━━━━━ Data under study ━━━━━
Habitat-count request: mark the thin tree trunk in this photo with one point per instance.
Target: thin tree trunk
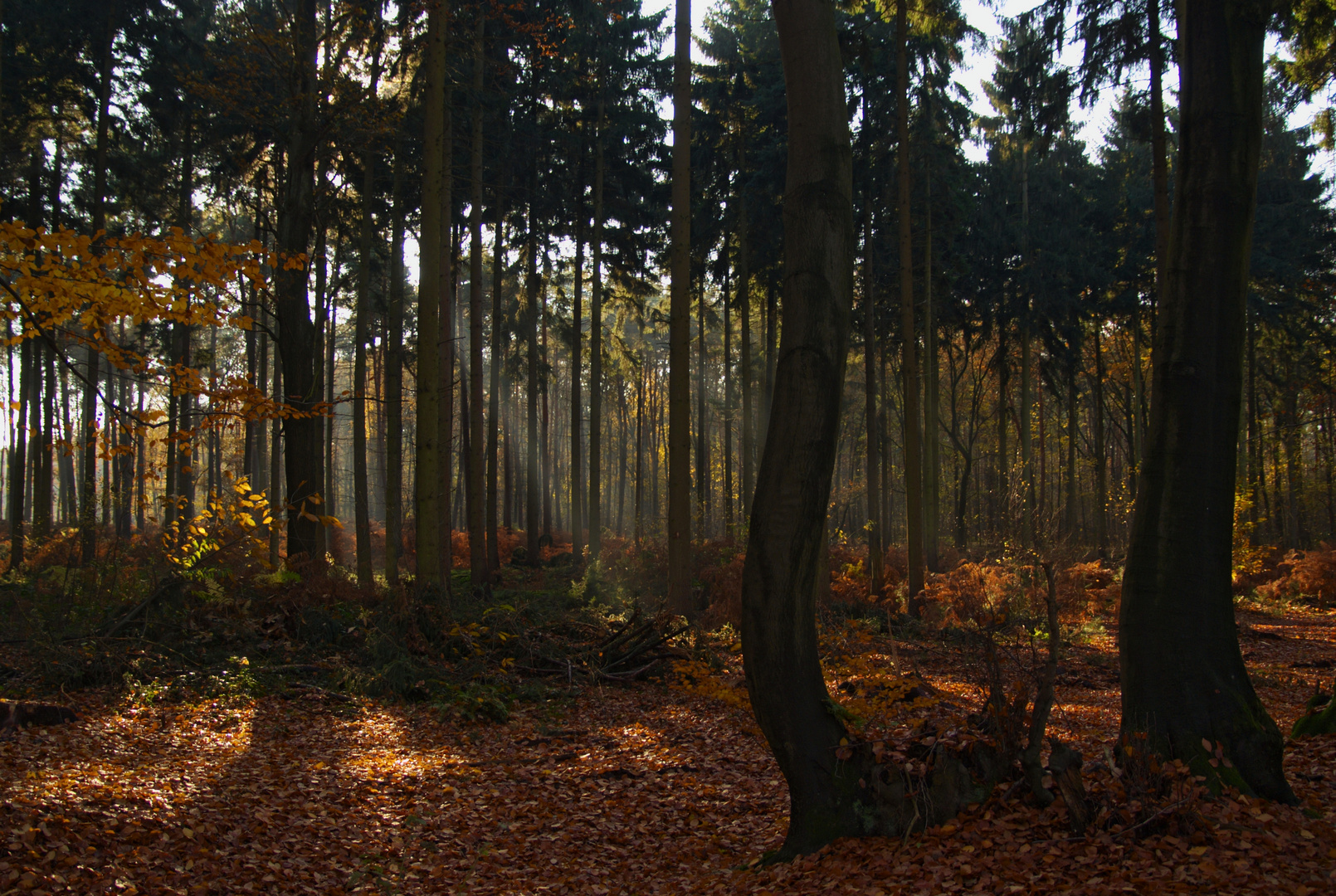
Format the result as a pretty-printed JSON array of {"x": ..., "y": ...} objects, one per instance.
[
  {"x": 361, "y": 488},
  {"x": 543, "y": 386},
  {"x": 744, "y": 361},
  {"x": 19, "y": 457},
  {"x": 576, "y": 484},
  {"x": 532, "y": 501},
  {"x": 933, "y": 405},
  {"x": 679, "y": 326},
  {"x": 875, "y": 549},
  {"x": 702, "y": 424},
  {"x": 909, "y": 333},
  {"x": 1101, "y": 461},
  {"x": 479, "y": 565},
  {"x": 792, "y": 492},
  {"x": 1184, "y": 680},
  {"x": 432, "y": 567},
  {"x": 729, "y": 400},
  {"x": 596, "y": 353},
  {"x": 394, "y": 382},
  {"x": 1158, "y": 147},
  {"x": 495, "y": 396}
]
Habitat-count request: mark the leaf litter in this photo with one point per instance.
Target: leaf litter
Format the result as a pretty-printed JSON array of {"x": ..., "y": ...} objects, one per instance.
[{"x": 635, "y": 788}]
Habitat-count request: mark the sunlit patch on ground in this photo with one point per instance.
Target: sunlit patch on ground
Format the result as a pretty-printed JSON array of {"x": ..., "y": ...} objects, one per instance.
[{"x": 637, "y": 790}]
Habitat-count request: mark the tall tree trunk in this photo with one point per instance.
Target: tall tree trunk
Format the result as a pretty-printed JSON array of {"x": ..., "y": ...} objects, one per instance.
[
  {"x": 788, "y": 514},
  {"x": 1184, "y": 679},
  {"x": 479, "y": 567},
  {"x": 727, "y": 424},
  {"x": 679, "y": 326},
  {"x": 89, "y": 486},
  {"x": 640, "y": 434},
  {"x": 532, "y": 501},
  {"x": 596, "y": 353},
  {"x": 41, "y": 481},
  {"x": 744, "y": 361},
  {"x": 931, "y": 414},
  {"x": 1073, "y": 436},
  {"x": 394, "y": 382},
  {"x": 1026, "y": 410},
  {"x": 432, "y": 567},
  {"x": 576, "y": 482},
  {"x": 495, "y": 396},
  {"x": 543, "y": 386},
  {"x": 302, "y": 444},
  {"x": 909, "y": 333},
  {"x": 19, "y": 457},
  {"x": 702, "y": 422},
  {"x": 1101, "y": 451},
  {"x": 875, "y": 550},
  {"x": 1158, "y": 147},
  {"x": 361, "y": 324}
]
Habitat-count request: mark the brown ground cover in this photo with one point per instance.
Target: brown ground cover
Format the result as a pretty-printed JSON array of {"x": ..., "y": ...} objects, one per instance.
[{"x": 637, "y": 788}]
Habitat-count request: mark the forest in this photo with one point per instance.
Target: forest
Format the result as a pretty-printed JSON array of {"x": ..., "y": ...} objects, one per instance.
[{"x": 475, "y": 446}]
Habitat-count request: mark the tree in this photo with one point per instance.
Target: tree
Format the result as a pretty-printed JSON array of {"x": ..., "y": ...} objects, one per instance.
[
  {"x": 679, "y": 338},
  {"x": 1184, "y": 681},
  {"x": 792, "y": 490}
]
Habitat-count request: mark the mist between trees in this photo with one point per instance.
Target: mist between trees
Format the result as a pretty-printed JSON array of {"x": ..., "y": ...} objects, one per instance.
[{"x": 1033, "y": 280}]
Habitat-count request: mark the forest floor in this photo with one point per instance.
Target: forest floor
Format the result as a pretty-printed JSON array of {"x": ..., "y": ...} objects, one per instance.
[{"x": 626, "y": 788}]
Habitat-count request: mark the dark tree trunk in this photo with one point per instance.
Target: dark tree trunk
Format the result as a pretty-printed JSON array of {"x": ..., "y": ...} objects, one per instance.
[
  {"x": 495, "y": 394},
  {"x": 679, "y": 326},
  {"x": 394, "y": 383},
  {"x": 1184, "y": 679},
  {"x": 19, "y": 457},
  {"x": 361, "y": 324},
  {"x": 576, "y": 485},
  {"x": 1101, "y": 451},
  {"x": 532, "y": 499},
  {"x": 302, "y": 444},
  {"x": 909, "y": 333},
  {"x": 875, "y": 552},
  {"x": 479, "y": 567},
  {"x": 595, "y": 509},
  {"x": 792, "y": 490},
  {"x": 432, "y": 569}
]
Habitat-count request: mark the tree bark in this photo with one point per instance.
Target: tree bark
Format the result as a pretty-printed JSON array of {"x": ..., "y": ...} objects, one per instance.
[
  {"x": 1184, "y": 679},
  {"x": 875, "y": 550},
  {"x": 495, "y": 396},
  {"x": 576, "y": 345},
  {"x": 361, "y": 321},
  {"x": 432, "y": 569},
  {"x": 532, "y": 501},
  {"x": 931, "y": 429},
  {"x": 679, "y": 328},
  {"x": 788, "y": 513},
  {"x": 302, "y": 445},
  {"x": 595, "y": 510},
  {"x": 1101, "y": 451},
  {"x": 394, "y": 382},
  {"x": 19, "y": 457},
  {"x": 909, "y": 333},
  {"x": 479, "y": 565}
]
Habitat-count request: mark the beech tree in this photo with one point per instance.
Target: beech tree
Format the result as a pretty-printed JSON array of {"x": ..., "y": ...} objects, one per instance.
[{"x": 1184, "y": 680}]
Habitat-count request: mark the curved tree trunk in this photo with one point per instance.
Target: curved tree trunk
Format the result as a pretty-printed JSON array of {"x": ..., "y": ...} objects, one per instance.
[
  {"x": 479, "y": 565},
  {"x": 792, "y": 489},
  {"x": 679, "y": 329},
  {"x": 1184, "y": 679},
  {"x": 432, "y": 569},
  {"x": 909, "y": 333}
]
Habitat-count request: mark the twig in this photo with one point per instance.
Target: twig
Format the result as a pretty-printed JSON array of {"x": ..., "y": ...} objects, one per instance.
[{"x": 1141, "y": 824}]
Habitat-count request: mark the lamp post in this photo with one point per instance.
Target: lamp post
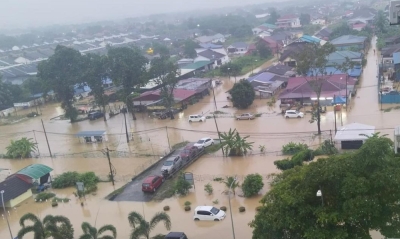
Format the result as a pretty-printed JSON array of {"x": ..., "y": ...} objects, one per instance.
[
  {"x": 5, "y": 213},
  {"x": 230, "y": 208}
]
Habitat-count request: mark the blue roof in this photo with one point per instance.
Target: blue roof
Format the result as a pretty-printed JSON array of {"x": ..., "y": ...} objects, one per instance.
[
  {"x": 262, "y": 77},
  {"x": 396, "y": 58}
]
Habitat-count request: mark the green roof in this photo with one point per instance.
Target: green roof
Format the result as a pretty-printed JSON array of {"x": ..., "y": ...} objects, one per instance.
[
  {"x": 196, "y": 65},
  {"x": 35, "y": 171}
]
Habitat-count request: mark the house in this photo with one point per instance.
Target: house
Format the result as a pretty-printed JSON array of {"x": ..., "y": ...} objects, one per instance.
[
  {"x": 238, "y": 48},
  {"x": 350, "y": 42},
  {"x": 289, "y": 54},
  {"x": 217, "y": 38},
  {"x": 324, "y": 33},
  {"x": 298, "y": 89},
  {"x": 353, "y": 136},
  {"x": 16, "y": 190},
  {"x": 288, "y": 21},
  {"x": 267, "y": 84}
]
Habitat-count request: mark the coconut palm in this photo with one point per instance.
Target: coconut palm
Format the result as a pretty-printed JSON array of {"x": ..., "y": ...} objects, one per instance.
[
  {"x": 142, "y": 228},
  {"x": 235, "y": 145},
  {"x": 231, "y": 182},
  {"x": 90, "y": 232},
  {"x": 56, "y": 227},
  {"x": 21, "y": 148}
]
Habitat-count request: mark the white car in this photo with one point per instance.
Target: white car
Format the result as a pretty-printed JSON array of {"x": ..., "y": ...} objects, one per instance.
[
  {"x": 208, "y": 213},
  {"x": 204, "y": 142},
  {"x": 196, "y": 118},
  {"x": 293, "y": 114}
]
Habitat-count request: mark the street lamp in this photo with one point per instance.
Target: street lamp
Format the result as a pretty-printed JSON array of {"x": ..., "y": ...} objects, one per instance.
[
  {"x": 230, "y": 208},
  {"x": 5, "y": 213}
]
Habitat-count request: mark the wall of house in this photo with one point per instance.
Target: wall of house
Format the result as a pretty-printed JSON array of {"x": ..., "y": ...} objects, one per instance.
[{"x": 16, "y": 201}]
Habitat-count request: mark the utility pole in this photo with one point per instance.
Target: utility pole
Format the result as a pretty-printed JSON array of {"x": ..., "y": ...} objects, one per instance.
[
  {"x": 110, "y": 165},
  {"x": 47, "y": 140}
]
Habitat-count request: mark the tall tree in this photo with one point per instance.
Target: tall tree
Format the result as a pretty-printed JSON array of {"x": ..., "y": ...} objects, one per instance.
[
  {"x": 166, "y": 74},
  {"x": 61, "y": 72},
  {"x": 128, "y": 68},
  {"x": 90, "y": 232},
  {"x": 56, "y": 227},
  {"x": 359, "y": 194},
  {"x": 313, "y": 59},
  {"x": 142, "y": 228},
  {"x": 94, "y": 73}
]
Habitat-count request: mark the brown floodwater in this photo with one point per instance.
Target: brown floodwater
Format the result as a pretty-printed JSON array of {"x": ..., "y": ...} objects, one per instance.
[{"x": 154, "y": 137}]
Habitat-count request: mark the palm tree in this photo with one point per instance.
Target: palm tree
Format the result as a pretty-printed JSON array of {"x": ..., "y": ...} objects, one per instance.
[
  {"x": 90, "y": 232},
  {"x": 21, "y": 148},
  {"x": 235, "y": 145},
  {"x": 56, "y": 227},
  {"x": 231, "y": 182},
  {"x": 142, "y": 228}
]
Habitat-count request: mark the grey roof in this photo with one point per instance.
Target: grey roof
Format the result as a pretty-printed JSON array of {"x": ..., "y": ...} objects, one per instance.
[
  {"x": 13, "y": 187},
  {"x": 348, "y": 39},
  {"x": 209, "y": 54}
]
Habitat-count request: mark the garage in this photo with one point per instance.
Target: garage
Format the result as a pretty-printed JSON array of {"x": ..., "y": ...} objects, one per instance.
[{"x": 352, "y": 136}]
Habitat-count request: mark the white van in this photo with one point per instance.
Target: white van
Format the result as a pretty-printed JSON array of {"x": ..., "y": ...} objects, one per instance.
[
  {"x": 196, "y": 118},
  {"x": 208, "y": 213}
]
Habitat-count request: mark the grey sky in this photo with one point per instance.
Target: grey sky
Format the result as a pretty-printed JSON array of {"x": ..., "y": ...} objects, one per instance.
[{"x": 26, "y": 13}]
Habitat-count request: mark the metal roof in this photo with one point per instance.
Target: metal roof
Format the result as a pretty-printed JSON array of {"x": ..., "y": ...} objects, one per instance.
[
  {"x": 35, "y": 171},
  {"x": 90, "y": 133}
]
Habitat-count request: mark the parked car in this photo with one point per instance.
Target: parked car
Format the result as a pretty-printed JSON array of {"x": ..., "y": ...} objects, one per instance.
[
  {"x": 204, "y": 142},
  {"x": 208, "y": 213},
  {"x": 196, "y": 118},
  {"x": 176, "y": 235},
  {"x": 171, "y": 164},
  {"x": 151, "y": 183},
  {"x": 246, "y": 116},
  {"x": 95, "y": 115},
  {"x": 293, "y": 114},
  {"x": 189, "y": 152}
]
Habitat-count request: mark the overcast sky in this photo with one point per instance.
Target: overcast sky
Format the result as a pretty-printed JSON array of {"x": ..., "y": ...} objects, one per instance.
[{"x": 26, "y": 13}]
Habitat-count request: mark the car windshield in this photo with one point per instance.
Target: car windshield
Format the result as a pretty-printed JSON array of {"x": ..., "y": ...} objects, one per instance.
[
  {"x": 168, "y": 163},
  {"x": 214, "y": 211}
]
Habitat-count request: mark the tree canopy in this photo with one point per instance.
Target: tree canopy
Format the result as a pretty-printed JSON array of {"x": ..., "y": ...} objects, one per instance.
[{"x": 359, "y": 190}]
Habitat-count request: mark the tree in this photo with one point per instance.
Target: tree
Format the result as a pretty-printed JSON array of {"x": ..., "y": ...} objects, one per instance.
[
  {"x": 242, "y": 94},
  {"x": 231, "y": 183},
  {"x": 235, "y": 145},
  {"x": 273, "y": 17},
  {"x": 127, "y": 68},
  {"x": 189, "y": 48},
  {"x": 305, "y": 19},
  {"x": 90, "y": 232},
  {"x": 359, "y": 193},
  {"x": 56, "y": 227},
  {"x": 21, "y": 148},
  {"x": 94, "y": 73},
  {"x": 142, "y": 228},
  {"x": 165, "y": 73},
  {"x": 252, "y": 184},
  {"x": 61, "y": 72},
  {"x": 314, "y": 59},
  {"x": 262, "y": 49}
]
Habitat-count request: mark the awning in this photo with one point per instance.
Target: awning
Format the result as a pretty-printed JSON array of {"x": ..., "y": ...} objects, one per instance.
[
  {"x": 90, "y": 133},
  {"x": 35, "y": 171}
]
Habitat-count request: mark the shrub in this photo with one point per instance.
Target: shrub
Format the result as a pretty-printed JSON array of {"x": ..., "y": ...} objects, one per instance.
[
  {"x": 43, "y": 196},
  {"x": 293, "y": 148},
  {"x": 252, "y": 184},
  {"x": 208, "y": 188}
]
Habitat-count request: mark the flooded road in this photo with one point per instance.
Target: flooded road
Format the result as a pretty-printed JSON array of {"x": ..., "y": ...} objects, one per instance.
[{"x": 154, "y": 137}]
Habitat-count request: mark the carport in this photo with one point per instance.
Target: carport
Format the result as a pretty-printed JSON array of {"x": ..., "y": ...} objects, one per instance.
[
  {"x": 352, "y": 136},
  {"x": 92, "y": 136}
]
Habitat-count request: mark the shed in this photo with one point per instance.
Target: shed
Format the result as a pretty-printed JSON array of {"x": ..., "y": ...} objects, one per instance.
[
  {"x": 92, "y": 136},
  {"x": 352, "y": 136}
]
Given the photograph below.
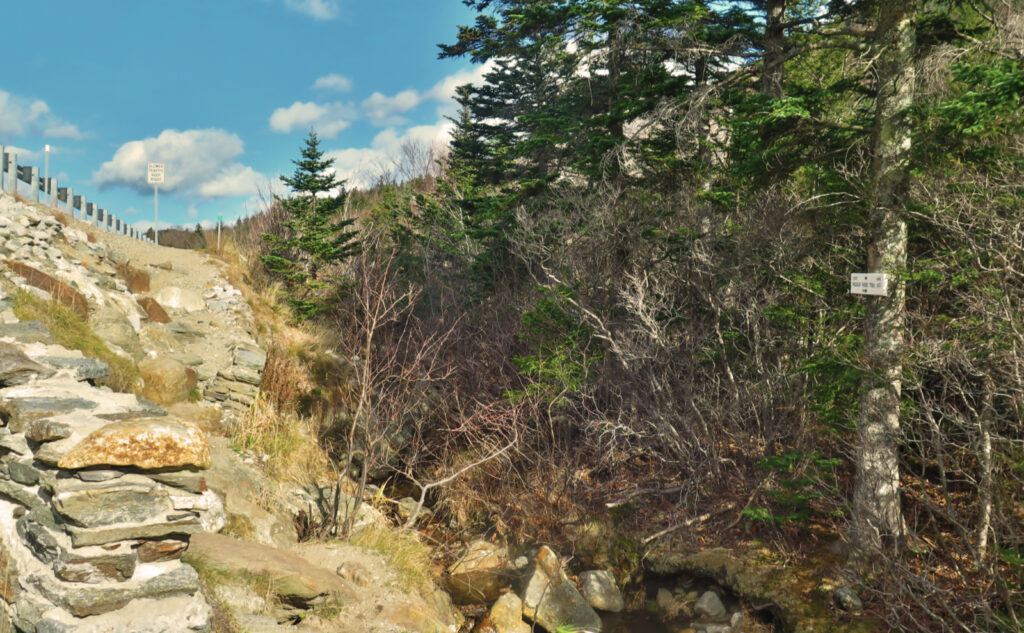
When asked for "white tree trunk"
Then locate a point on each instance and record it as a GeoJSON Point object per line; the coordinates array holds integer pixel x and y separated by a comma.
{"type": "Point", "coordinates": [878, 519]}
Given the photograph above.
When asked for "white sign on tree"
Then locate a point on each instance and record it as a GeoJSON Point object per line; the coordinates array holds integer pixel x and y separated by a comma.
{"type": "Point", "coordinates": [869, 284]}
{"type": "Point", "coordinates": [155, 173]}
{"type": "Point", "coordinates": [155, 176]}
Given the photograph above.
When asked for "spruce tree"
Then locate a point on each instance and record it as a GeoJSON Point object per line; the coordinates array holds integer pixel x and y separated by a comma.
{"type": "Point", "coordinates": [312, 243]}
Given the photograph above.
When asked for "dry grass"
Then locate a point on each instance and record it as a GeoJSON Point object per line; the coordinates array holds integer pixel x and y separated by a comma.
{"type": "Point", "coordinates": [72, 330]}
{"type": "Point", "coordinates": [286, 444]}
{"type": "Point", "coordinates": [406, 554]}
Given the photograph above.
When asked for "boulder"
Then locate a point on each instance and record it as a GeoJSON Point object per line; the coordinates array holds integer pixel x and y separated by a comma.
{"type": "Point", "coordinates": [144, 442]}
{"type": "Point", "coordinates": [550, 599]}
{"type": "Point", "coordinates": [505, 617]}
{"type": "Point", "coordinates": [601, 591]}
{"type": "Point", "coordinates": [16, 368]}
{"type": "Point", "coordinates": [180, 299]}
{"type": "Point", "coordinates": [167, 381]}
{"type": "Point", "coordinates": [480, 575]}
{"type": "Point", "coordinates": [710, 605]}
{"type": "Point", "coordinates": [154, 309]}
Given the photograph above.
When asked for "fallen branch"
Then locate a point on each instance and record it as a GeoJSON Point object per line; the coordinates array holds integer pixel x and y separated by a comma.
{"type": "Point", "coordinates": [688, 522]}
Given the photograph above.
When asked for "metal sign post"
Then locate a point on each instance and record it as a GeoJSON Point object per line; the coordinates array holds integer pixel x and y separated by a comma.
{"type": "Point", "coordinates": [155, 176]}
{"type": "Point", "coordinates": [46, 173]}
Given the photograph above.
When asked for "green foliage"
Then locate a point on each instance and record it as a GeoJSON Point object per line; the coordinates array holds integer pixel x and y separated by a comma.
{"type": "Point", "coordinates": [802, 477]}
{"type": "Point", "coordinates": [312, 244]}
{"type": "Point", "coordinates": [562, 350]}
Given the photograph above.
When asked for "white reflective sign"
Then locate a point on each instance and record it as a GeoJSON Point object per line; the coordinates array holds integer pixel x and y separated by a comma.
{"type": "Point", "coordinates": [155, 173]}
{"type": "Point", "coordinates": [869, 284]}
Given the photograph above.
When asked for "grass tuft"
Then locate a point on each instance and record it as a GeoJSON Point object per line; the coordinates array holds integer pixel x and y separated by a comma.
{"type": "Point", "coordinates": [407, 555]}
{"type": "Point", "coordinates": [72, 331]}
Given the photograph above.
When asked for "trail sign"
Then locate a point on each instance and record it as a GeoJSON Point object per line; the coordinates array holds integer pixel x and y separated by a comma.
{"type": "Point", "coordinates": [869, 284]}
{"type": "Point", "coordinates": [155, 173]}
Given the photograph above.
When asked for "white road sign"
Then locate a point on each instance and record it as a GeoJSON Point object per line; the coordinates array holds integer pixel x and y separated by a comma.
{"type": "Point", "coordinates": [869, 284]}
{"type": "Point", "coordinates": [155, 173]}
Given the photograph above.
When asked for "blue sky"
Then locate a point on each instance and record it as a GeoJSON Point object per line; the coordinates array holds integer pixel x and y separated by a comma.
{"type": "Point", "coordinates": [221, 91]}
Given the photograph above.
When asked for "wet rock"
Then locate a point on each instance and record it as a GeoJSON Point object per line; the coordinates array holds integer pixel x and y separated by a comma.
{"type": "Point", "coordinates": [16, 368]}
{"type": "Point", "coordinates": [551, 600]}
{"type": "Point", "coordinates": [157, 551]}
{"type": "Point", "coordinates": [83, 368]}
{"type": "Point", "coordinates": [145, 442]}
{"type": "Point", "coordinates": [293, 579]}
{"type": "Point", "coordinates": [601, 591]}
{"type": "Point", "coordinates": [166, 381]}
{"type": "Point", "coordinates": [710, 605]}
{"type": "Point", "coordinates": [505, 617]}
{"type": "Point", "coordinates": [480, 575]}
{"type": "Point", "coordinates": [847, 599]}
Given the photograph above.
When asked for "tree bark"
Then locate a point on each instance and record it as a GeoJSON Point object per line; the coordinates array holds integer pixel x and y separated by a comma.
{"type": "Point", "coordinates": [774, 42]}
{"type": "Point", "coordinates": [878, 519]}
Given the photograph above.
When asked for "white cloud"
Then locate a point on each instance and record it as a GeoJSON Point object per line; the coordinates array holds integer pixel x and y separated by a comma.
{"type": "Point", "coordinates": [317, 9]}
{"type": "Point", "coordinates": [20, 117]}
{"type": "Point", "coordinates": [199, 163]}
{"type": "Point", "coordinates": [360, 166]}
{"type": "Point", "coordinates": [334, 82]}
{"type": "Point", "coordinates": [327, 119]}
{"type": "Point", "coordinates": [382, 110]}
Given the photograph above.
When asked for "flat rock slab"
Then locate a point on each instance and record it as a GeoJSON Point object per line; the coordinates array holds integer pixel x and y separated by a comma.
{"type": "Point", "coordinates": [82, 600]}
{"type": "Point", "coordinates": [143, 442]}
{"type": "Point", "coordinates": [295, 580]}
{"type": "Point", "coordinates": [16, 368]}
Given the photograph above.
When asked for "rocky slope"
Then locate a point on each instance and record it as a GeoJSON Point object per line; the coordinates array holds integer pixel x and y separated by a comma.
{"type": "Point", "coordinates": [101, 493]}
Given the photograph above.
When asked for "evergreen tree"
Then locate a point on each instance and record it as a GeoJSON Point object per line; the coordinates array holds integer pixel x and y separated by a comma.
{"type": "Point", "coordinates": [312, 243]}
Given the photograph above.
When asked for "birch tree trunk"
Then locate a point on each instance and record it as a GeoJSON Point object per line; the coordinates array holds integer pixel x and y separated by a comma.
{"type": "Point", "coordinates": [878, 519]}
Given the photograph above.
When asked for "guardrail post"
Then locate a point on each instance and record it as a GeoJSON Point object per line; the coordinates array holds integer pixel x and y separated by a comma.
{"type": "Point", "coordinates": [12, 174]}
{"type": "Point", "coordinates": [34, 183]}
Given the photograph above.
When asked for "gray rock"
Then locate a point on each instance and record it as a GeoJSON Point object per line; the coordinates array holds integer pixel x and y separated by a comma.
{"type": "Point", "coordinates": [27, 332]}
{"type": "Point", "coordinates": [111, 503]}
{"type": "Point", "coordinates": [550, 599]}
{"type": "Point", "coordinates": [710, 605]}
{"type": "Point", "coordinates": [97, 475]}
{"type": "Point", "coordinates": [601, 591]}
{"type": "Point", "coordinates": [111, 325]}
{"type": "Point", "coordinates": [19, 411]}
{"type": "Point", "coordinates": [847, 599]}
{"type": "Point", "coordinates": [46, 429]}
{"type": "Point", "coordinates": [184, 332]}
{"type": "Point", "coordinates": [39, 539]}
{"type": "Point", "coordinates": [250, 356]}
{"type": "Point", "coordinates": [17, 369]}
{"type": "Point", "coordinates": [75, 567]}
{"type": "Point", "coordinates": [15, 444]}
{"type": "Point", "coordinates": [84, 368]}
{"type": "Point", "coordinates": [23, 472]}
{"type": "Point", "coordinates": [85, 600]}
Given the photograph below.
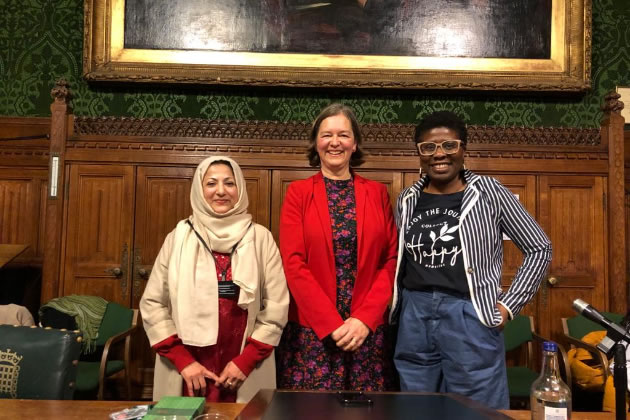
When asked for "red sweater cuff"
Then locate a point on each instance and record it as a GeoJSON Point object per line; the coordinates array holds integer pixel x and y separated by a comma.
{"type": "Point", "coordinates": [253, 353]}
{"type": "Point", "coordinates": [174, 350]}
━━━━━
** What needs to be done **
Your task is to copy every line of the entries that contains the string "mist".

** Result below **
Habitat-count request: mark the mist between trees in this photo with one point per instance.
Target: mist between trees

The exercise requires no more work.